*** Opening EXERCISE INPUT ***

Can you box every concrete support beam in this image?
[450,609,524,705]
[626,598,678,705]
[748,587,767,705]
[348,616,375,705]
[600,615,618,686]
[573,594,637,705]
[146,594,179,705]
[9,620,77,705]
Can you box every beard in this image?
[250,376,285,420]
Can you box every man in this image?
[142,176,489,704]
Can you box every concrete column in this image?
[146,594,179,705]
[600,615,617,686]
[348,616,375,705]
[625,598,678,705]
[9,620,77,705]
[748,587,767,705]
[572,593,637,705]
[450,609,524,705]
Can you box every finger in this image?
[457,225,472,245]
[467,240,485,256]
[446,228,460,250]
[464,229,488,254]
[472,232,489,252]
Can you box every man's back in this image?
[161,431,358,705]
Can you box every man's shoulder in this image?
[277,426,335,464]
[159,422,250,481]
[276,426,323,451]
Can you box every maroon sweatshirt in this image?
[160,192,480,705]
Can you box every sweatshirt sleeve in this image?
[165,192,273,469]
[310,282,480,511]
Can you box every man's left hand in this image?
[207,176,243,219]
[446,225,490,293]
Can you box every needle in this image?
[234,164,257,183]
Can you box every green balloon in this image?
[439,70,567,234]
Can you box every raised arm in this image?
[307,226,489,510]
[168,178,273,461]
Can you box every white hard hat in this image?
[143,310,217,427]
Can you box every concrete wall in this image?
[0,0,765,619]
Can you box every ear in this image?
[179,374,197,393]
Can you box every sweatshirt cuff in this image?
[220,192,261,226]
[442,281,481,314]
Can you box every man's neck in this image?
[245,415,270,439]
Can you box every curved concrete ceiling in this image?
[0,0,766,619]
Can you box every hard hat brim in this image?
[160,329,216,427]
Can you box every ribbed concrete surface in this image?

*** Closing EXERCISE INPUT ***

● **WORK REQUIRED**
Exactly as shown, output all of the material above.

● **ANSWER FOR THIS EXERCISE**
Can you box every concrete support beam in this image?
[450,609,524,705]
[626,598,678,705]
[748,587,767,705]
[348,616,375,705]
[600,615,618,686]
[573,594,637,705]
[146,594,179,705]
[9,620,77,705]
Can you box every beard in this image?
[250,376,285,420]
Can you box every man in this image?
[142,176,489,704]
Can you box every concrete column in this image?
[146,594,179,705]
[600,615,617,686]
[348,616,375,705]
[625,598,678,705]
[9,620,77,705]
[748,587,767,705]
[572,593,637,705]
[450,609,524,705]
Can you box every finger in this image?
[457,225,472,245]
[467,240,485,256]
[446,228,460,250]
[464,229,488,254]
[472,232,489,252]
Can you box every man's back in this image?
[161,431,358,705]
Can you box every man's shoulder in this image?
[277,426,335,464]
[159,422,250,481]
[276,426,323,451]
Can you box every maroon sweatshirt in this image?
[160,192,480,705]
Can you box every sweatshirt sleeve in this image?
[165,192,273,469]
[310,282,480,511]
Can you box every man's left hand in this image?
[207,176,243,219]
[446,225,490,293]
Can you box every needle in this image?
[234,164,257,183]
Can you box every green balloon in this image?
[439,70,567,234]
Can you box every raised arm in this image?
[307,226,489,510]
[168,178,273,461]
Can you box every white hard hat in this image?
[143,310,217,427]
Can you box every concrete wall in this image?
[0,0,765,619]
Can you box every ear in this image?
[179,374,197,393]
Can you box every sweatshirt cuff in this image?
[220,192,261,226]
[442,281,481,314]
Can you box every man's neck in this image?
[245,415,270,439]
Can you box every curved concrete ceiling in this image?
[0,0,766,619]
Can you box every hard hat brim in this image?
[160,329,216,427]
Can you box every ribbed concrete surface in this image?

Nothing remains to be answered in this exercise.